Laut Fifa haben Diego Maradona, Michael Owen und Pelé die schönsten Tore aller Zeiten geschossen. Aber stimmt das eigentlich?
Prof. Dr. Stefan Krankenhagen, Jahrgang 1969, ist Professor für Kulturwissenschaft an der Universität Hildesheim und Mitgründer des Fußballfilmfestivals „11mm“. In seinen Seminaren geht er u.a. der Frage nach, was ein schönes Tor ist.
Prof. Dr. Krankenhagen, wann haben Sie das letzte schöne Tor Ihres Lieblingsvereins 1860 München gesehen?
Ich erinnere mich gerne an das Tor von Thomas Riedl am 27. November 1999 kurz vor Schluss gegen die Bayern. Es war allerdings kein schönes Tor, sondern ein Gewaltschuss aus 20 Metern. Nach 22 Jahren entschieden wir wieder ein Derby für uns. Ausgerechnet an diesem historischen Tag musste Werner Lorant wegen vorheriger Eskapaden auf der Tribüne Platz nehmen. Nach Riedls Tor schleuderte er wutschnaufend die Wärmedecke auf den Boden. Wie gesagt: Der Tag war eher von Gewalt geprägt als von Schönheit.

▶ [GEZEIGTE EINTRÄGE]:
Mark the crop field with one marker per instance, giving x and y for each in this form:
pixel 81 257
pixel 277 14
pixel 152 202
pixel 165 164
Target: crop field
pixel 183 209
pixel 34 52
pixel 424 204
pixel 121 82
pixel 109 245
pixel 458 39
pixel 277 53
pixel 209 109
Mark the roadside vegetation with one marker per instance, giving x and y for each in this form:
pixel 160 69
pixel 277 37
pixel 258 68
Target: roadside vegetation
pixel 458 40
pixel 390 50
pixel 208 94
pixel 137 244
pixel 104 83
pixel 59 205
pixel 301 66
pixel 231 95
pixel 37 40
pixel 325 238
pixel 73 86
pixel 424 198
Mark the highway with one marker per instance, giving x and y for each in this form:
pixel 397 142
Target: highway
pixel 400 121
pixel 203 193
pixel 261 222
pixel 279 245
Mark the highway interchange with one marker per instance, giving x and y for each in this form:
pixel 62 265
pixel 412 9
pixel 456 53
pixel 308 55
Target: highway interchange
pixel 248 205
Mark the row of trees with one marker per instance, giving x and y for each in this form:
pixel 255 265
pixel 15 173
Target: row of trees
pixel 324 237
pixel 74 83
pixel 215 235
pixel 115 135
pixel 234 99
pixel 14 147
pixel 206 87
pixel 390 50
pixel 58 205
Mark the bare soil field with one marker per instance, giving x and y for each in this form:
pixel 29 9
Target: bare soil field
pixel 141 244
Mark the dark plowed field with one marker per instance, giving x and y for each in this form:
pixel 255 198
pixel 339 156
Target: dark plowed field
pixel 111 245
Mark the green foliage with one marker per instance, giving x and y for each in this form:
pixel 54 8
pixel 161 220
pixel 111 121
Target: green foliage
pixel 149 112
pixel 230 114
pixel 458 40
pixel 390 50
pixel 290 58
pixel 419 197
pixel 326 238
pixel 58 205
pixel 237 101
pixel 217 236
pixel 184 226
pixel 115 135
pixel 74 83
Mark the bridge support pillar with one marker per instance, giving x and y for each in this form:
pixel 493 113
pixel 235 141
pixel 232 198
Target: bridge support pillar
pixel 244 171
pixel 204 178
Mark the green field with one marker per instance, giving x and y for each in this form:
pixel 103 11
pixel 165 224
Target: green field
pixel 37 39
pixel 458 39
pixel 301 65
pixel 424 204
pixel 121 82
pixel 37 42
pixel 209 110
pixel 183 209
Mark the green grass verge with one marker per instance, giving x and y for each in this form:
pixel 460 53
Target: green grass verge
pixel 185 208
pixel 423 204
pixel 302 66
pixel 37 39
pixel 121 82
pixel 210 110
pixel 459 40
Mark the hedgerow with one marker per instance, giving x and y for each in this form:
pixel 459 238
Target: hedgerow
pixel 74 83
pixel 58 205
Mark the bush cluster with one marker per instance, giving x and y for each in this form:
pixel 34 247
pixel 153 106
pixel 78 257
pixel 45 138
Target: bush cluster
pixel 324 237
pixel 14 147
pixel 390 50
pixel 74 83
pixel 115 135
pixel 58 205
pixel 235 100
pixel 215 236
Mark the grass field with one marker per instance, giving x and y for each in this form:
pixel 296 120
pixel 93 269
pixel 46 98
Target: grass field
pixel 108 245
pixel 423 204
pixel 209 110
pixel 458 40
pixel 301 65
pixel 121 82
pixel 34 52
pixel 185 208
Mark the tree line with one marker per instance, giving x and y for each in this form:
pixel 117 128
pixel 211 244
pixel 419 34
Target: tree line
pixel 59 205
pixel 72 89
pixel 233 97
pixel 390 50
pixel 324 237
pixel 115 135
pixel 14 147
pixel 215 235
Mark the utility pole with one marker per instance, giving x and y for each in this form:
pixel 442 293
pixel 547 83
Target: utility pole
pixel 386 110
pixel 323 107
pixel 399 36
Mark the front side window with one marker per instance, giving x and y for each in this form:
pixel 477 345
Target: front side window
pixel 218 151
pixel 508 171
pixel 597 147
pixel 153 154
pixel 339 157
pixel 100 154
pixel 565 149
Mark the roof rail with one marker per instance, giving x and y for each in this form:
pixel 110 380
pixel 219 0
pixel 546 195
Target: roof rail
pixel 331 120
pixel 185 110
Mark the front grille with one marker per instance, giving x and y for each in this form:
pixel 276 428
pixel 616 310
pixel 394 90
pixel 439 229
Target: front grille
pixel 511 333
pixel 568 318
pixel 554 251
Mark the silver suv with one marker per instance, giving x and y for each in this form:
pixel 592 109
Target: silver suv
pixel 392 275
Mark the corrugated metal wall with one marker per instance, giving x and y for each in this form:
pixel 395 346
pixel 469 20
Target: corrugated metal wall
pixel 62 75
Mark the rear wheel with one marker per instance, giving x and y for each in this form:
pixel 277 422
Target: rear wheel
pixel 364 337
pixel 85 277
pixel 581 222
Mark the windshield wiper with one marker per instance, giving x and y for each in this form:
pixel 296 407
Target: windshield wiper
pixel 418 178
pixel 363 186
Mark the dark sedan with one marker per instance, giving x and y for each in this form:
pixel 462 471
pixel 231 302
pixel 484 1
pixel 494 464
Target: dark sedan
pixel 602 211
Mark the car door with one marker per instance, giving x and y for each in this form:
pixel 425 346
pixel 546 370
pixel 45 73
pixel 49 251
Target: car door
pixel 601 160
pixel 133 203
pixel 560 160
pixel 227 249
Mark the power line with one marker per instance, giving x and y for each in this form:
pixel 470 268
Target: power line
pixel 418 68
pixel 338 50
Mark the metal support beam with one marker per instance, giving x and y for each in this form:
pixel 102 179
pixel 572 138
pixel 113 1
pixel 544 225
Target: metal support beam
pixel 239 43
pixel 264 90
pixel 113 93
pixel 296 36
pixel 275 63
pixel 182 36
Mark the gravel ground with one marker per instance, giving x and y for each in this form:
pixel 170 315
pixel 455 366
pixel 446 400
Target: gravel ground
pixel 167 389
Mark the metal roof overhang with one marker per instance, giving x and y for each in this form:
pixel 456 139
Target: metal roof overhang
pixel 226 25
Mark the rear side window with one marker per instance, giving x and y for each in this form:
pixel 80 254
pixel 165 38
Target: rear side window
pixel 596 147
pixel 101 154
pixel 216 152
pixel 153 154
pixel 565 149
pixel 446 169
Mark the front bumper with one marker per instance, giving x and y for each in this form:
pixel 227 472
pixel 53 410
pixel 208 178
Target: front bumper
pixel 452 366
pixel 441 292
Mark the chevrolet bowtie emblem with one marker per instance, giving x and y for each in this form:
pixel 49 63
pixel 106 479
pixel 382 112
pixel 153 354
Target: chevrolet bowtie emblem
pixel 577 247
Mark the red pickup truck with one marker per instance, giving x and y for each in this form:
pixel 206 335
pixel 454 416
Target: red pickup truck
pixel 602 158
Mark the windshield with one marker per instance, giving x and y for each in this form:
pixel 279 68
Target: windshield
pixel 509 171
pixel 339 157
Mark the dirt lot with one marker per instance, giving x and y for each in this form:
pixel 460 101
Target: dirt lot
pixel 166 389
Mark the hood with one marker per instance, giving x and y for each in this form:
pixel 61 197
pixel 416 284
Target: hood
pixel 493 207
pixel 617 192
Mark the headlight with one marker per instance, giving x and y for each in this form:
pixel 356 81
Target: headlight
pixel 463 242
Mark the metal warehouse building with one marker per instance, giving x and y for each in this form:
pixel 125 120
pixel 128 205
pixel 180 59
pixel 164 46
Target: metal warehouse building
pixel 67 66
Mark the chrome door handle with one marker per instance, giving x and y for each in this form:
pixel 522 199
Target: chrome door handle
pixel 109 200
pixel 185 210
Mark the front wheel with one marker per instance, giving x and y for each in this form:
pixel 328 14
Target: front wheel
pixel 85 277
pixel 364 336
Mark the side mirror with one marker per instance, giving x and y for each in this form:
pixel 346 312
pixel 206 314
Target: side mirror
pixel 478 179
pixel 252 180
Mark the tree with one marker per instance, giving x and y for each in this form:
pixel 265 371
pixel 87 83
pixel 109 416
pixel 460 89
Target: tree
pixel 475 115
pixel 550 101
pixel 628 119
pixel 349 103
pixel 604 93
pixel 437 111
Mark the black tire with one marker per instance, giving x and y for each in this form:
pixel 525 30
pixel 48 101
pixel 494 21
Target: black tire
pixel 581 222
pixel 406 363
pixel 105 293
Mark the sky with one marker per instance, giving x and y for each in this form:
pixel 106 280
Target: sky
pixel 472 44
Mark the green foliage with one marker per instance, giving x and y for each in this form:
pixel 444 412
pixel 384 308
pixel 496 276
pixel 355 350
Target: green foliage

▶ [AUFGABEN]:
1) An welcher Universität ist Stefan Krankenhagen laut dem Interview Professor für Kulturwissenschaft?
2) Stimmen diese Aussagen mit dem Interview überein? Beantworten Sie jede mit Ja oder Nein und zitieren Sie die entscheidenden Worte. (a) Stefan Krankenhagen hat das Fußballfilmfestival „11mm“ mitgegründet. (b) Thomas Riedl traf aus 30 Metern. (c) Werner Lorant verfolgte das Derby von der Tribüne aus.
3) Schreiben Sie die Stelle aus dem Interview wortgetreu ab, beginnend mit „Prof. Dr. Stefan“ bis einschließlich „als von Schönheit.“.
Stützen Sie sich ausschließlich auf das Interview.

▶ [LÖSUNGEN]:
1) An der Universität Hildesheim.

2)
(a) Ja: „Mitgründer des Fußballfilmfestivals“
(b) Nein: „ein Gewaltschuss aus 20 Metern“
(c) Ja: „musste Werner Lorant wegen vorheriger Eskapaden auf der Tribüne Platz nehmen“

3)
Prof. Dr. Stefan Krankenhagen, Jahrgang 1969, ist Professor für Kulturwissenschaft an der Universität Hildesheim und Mitgründer des Fußballfilmfestivals „11mm“. In seinen Seminaren geht er u.a. der Frage nach, was ein schönes Tor ist.
Prof. Dr. Krankenhagen, wann haben Sie das letzte schöne Tor Ihres Lieblingsvereins 1860 München gesehen?
Ich erinnere mich gerne an das Tor von Thomas Riedl am 27. November 1999 kurz vor Schluss gegen die Bayern. Es war allerdings kein schönes Tor, sondern ein Gewaltschuss aus 20 Metern. Nach 22 Jahren entschieden wir wieder ein Derby für uns. Ausgerechnet an diesem historischen Tag musste Werner Lorant wegen vorheriger Eskapaden auf der Tribüne Platz nehmen. Nach Riedls Tor schleuderte er wutschnaufend die Wärmedecke auf den Boden. Wie gesagt: Der Tag war eher von Gewalt geprägt als von Schönheit.